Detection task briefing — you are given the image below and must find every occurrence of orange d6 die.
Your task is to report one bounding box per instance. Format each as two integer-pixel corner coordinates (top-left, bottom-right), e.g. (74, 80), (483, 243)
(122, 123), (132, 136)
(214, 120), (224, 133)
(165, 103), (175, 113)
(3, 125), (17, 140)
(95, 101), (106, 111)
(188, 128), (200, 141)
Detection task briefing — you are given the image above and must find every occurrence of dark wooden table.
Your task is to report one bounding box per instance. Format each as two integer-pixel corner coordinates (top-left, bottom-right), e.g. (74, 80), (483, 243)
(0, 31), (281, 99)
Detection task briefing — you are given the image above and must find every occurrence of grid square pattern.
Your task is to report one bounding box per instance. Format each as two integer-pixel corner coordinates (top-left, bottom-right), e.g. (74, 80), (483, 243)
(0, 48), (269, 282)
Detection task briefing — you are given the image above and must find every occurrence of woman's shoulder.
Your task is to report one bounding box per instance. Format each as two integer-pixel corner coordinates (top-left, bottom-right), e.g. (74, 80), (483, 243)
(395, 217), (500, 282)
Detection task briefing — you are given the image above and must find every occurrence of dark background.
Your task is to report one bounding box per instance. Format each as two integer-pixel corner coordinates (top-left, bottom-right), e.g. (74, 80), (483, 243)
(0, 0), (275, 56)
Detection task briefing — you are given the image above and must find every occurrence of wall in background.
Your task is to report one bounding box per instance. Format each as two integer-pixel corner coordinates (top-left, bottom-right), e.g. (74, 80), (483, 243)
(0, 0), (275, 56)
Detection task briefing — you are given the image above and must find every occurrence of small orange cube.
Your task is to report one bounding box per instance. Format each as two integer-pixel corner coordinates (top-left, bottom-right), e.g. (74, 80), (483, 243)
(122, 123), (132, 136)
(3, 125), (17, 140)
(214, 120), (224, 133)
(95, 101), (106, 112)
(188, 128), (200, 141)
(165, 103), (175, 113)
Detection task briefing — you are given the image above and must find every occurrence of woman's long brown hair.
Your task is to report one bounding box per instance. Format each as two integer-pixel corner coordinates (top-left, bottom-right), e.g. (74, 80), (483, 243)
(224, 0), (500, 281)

▶ **DESCRIPTION OF THE TASK**:
Rescale the records from the line that contains "long brown hair." through the end of the records. Give those lines again, requests included, with every coordinate in the answers multiplied by 1.35 and rounded to whole numbers, halves up, leaving the requests and their format samples unchanged.

▶ **TASK OUTPUT**:
Detection task briefing — you are given the image above and must find every occurrence of woman's long brown hair.
Your task is to report one bounding box per instance. Format each as two integer-pixel corner coordinates (top-left, bottom-right), e.g. (74, 80), (483, 243)
(302, 0), (675, 379)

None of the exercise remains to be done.